* Brief
Word for word, restate every line from the one with "Indicate the wood-style" through the end of the records below, both included, and add nothing.

* Provided information
Start of Block
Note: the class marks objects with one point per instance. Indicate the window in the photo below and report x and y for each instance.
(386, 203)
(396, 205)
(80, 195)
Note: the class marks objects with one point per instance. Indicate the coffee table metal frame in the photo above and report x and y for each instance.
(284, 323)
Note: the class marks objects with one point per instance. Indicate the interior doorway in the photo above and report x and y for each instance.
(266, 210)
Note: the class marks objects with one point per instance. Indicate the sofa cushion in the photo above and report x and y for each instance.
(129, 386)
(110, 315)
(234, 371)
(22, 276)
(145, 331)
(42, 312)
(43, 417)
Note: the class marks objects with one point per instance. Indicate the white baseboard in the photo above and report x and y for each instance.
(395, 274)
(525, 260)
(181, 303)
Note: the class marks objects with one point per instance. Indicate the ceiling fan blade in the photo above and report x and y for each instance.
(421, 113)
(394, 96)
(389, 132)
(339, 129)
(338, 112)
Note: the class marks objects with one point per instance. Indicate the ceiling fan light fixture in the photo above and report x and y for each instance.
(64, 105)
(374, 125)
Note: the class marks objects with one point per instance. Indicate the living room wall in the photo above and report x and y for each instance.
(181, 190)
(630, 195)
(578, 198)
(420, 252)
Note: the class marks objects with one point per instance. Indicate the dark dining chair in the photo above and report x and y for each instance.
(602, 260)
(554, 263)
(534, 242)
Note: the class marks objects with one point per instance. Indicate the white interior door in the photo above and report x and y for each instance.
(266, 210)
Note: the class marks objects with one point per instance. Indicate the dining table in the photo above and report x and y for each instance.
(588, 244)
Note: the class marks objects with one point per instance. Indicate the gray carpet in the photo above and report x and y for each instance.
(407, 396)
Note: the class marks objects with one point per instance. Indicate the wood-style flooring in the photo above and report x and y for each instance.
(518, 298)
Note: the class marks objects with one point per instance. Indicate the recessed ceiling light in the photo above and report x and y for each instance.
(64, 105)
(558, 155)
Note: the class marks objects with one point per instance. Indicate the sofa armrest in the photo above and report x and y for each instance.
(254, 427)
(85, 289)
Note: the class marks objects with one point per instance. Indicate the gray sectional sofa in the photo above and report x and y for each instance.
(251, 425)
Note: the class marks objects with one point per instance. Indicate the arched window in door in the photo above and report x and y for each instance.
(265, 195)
End of Block
* Solution to the problem
Note: the class marks objects with one point per instance. Indicate the wood-style flooring in the photo above and report x and y for each instance.
(518, 298)
Note: the class marks objects with one point per instance. Indicate the recessed ceiling light in the photo above and report x and y for each instance.
(64, 105)
(558, 155)
Note: the class marks objects with one point per instance. Indicate the sofa armrest in the photo above and report x and y for each instance.
(254, 427)
(85, 289)
Note: the class marks objects with one point per instance. Indicate the gray sectional sofa in the photo above and report x and y for each instance.
(251, 425)
Note: the class marks objects with one point per instance. Indicate the arched window in door in the photo above and report x and y for each instance.
(265, 195)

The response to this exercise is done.